Because this is so, when we think about the health of the humanities, we need to think of the agencies that carry the human legacy across to its new receivers and that teach the forms of attention that bring distant things to life. The agencies involved in this broad work of education include elementary and high schools, colleges, universities, and community colleges, museums, libraries, and concert venues, and all manner of formal and informal community activities, from book clubs on up. I myself have profited from all of these and many more.

But with every gratitude to this rich array of teachers, my first North Carolina immersion came through a different experience of the humanities—in this case, through my own research. So I hope you'll allow me to share the story of how I began going to Carolina in my mind, long before I ever imagined living here.

Charles Waddell Chesnutt was the major African-American writer of the post-Civil War generation. Like many writers in his tradition, he was unread and virtually unheard of at the time of my graduate training. He began to be noticed in the 1980s, at which time I read his volume of tales The Conjure Woman, loved it, and began to teach it. From there it was an easy step to giving a paper on Chesnutt at a scholarly conference, in which I mentioned drafts of an early Chesnutt novel named Rena Walden. After the talk, a stranger in the audience, Reynolds Smith, longtime humanities editor at Duke University Press, came up to ask if I would be interested in doing an edition of this manuscript. Perhaps so, I said, and filed the thought away.

● PROBLEMS TO WORK ON
a. How would you put this sentence from the humanities passage above into French: "Charles Waddell Chesnutt was the major African-American writer of the post-Civil War generation."?
b. Could you write out the humanities passage above, word for word, from "Charles Waddell Chesnutt" to "the thought away."?

● EXCERPTED RECORDS
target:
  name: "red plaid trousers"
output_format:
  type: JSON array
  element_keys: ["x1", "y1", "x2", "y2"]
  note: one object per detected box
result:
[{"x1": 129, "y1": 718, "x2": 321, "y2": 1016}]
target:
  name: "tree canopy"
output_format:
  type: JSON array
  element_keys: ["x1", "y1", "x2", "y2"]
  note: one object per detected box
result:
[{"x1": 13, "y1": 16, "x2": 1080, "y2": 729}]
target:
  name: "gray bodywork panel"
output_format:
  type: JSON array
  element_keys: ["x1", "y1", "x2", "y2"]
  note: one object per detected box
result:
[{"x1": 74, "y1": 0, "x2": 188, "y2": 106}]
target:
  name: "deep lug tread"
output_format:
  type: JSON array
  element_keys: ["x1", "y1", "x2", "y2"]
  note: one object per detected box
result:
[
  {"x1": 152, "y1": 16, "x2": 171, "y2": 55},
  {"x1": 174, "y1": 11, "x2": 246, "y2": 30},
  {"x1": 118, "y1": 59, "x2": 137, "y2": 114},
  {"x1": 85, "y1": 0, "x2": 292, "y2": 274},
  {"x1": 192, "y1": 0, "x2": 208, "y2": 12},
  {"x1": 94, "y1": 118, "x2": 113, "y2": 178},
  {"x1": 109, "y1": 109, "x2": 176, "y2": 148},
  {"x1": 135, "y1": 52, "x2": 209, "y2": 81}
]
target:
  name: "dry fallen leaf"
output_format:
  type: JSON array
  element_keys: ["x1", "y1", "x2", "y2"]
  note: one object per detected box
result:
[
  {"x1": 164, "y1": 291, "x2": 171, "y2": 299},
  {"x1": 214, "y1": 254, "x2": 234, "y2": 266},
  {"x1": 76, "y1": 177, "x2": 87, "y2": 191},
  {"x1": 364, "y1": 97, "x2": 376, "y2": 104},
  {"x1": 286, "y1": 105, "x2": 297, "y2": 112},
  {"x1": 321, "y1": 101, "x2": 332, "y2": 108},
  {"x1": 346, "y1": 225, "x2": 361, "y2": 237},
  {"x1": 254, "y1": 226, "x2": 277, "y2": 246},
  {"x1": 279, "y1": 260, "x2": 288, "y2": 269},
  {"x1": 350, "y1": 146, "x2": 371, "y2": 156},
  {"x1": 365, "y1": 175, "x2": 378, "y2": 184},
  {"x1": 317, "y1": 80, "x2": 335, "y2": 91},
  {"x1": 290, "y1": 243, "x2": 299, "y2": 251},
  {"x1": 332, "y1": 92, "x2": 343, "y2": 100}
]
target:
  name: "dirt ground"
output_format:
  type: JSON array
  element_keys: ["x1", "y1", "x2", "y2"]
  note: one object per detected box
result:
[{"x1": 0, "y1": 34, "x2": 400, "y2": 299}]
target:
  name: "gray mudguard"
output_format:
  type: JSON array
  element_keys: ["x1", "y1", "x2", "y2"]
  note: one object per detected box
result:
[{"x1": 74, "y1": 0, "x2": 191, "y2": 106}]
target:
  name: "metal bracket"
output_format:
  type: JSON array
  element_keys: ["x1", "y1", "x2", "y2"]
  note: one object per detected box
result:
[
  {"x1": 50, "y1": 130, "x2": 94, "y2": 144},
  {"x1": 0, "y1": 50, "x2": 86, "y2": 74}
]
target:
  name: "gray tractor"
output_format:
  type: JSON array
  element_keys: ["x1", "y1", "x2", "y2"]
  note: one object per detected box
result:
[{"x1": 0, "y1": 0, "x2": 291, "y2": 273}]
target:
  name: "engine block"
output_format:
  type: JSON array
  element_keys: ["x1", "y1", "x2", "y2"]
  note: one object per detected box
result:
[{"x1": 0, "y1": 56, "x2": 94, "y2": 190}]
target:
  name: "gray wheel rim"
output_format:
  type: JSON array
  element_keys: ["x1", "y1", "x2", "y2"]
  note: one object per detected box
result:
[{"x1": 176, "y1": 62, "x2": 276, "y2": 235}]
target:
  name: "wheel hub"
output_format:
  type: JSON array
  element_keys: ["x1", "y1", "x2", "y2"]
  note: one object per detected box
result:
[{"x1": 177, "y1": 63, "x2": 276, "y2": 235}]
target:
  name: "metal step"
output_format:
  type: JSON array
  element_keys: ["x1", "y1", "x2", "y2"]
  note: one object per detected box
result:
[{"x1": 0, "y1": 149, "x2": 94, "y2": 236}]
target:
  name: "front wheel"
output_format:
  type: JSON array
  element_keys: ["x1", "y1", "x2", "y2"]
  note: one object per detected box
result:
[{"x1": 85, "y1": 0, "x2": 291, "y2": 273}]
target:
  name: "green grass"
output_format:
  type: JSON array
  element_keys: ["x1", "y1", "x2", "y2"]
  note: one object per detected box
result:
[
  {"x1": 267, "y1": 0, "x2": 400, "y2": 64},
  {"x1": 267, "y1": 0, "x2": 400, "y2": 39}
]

● LIST OF SOLUTIONS
a. Charles Waddell Chesnutt fut le grand écrivain afro-américain de la génération d'après la guerre de Sécession.

b.
Charles Waddell Chesnutt was the major African-American writer of the post-Civil War generation. Like many writers in his tradition, he was unread and virtually unheard of at the time of my graduate training. He began to be noticed in the 1980s, at which time I read his volume of tales The Conjure Woman, loved it, and began to teach it. From there it was an easy step to giving a paper on Chesnutt at a scholarly conference, in which I mentioned drafts of an early Chesnutt novel named Rena Walden. After the talk, a stranger in the audience, Reynolds Smith, longtime humanities editor at Duke University Press, came up to ask if I would be interested in doing an edition of this manuscript. Perhaps so, I said, and filed the thought away.